- [SELECTED EXCERPT]:
+ + + +

Professor Maxwell died before he was able to interpret the true relation between the two great groups of phenomena; but the certainty with which he established that they are the manifestations of one and the same force is the most valuable bequest left by that eminent theorist to the scientific world, which brings it to the threshold of a great advance in physical science. That light and electricity are related was first suspected by Faraday, who labored for years to establish his hypothesis. The only result which his many experiments yielded was the production of luminosity upon the surface of a dense kind of glass containing borate of lead, by exciting a powerful magnet, between whose poles a beam of polarized light had been projected upon the glass, and then interrupted. This experiment was first interpreted many years after by Maxwell and Sir William Thomson, and was the experimental basis of the Maxwellian theory. Many other transparent substances have been found to exhibit the same phenomenon in a less marked degree. A feeble luminosity has been discerned, even in common air, between the poles of a magnet similarly excited. Dr. Kerr has recently experimented in the same manner upon opaque bodies, and has shown that when light passes through a film of magnetized iron, thin enough to be translucent, its plane is rotated. The main fact which suggests an inseparable relation between light and electricity is the identical value of the velocity of light, which has often been measured, and of the constant, which expresses the rate at which a magnetic wave-disturbance would travel, which has been calculated from electric measurements. Maxwell's theory explains the fact noted above, that light transmitted through an active electric conductor must change its plane. It requires that insulators should be transparent, and conductors impervious to light. Even ebonite, the most opaque of electric insulators, has been shown by Graham Bell to be exceedingly transparent to some kinds of radiation. That the co-efficient of velocity of light in a transparent medium should depend upon its electric strain constant is a consequence of the theory. There are certain phenomena which, while showing an intimate connection between light and electricity, have not yet been explained in accordance with the theory. One of these is the remarkable effect of light in reducing the electric resistance of selenium, the light of a candle being sufficient to enhance

its conductive power fivefold. Another is the fact that light generates a current on striking the platinum electrode of a voltameter.

+ + + +

- [EXTRACTED MATERIAL]:

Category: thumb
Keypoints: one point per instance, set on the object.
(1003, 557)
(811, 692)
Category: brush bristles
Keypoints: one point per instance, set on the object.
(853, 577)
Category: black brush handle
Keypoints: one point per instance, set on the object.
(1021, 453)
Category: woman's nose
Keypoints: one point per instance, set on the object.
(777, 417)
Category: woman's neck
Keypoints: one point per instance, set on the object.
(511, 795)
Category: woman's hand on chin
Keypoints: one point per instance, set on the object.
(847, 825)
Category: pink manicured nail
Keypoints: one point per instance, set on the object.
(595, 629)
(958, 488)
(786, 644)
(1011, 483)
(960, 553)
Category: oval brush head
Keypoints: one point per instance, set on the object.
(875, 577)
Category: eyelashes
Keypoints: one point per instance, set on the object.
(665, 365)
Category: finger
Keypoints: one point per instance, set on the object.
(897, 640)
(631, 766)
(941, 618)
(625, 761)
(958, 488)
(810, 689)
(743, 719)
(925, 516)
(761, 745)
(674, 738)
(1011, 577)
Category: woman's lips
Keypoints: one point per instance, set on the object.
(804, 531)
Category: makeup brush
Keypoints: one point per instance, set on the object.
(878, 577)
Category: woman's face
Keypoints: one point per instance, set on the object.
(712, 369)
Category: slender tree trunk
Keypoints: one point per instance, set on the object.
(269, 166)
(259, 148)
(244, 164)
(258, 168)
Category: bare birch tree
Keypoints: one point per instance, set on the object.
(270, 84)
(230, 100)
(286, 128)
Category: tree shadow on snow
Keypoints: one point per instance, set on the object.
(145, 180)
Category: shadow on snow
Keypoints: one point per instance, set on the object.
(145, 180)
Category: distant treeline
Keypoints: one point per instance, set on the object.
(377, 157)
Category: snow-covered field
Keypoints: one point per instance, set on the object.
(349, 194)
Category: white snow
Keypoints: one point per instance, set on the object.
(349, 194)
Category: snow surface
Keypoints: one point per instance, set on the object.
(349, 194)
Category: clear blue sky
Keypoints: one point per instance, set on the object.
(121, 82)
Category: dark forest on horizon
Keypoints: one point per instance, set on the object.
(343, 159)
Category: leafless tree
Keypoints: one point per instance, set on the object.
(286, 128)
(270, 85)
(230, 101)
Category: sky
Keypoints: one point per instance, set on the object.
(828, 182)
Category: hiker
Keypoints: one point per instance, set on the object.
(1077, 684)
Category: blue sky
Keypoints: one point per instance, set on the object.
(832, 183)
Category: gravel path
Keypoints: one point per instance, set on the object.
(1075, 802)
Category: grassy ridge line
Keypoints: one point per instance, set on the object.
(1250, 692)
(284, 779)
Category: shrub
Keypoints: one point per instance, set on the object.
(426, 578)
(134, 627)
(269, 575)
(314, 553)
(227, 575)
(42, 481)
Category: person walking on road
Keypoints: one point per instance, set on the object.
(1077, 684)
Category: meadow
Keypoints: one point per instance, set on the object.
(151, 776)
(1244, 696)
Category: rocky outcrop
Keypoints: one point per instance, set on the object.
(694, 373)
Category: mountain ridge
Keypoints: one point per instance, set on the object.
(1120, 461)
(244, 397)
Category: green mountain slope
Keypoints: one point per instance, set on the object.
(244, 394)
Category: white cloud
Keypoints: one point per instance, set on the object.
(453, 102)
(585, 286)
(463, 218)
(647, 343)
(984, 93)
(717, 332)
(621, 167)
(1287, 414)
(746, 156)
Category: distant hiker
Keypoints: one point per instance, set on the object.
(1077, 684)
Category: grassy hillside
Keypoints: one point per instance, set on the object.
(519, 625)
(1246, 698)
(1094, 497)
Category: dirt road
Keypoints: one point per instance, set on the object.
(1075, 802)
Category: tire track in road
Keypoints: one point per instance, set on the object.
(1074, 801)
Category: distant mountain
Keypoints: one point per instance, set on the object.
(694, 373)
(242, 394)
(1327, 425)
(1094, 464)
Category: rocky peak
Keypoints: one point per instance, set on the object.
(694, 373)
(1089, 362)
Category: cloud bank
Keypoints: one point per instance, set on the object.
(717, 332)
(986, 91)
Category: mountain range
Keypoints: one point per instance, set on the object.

+ + + +

- [GIVEN EXERCISE]: Copy out the passage on light and electricity in full, word for word. The records have no connection to the passage on light and electricity.

- [WRITTEN SOLUTION]:
Professor Maxwell died before he was able to interpret the true relation between the two great groups of phenomena; but the certainty with which he established that they are the manifestations of one and the same force is the most valuable bequest left by that eminent theorist to the scientific world, which brings it to the threshold of a great advance in physical science. That light and electricity are related was first suspected by Faraday, who labored for years to establish his hypothesis. The only result which his many experiments yielded was the production of luminosity upon the surface of a dense kind of glass containing borate of lead, by exciting a powerful magnet, between whose poles a beam of polarized light had been projected upon the glass, and then interrupted. This experiment was first interpreted many years after by Maxwell and Sir William Thomson, and was the experimental basis of the Maxwellian theory. Many other transparent substances have been found to exhibit the same phenomenon in a less marked degree. A feeble luminosity has been discerned, even in common air, between the poles of a magnet similarly excited. Dr. Kerr has recently experimented in the same manner upon opaque bodies, and has shown that when light passes through a film of magnetized iron, thin enough to be translucent, its plane is rotated. The main fact which suggests an inseparable relation between light and electricity is the identical value of the velocity of light, which has often been measured, and of the constant, which expresses the rate at which a magnetic wave-disturbance would travel, which has been calculated from electric measurements. Maxwell's theory explains the fact noted above, that light transmitted through an active electric conductor must change its plane. It requires that insulators should be transparent, and conductors impervious to light. Even ebonite, the most opaque of electric insulators, has been shown by Graham Bell to be exceedingly transparent to some kinds of radiation. That the co-efficient of velocity of light in a transparent medium should depend upon its electric strain constant is a consequence of the theory. There are certain phenomena which, while showing an intimate connection between light and electricity, have not yet been explained in accordance with the theory. One of these is the remarkable effect of light in reducing the electric resistance of selenium, the light of a candle being sufficient to enhance

its conductive power fivefold. Another is the fact that light generates a current on striking the platinum electrode of a voltameter.